* What this task involves
Your answer should consist of all lines in the listing that hold the word "boat".

* Data for analysis

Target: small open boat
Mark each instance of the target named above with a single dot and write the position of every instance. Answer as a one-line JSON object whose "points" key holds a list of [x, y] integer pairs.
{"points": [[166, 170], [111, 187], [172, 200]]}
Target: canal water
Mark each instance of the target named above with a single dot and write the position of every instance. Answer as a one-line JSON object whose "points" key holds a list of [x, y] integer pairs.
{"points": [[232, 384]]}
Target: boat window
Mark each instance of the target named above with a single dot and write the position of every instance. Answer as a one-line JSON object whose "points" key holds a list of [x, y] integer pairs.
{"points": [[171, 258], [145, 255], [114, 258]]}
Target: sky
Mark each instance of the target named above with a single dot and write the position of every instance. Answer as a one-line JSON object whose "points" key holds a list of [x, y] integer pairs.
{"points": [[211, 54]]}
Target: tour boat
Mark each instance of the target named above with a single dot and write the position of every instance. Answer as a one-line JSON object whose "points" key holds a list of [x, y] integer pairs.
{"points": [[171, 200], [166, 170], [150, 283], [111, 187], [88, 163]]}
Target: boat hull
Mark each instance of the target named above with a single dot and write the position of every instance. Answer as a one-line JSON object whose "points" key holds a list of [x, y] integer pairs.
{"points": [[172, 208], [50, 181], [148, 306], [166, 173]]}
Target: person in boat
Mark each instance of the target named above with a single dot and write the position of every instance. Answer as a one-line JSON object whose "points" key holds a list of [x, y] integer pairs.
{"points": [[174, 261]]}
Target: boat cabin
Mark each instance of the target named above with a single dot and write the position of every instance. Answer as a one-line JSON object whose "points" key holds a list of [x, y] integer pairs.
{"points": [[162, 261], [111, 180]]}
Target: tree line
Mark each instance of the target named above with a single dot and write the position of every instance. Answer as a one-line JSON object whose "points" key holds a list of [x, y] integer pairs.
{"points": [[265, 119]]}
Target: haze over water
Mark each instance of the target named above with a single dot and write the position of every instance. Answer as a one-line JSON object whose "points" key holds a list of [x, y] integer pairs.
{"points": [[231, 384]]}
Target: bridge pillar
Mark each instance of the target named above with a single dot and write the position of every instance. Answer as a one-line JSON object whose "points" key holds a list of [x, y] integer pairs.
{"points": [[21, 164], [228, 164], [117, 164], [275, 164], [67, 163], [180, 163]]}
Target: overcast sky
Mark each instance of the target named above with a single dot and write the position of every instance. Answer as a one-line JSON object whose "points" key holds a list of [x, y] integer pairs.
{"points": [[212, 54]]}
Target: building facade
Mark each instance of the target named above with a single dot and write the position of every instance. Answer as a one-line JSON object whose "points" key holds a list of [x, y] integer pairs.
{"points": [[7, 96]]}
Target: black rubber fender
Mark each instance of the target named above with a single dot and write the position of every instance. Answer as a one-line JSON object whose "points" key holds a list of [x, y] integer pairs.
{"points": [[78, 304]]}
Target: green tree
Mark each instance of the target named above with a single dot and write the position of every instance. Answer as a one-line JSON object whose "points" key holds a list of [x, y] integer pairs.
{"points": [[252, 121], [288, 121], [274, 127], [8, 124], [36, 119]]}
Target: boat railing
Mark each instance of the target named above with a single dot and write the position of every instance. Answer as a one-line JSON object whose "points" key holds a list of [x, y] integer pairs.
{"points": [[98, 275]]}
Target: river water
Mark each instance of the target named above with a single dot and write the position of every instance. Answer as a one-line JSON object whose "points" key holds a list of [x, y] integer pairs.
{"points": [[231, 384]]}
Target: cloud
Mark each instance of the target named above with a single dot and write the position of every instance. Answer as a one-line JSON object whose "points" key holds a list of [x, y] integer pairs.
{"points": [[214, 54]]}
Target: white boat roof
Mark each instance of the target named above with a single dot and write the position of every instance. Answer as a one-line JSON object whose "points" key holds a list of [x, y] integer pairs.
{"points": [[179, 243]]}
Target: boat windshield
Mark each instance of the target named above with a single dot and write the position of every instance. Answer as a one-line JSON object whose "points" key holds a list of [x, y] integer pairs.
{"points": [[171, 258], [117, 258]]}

* Solution
Target: small open boat
Target: boat window
Target: tour boat
Target: boat hull
Target: person in boat
Target: boat cabin
Target: boat railing
Target: white boat roof
Target: boat windshield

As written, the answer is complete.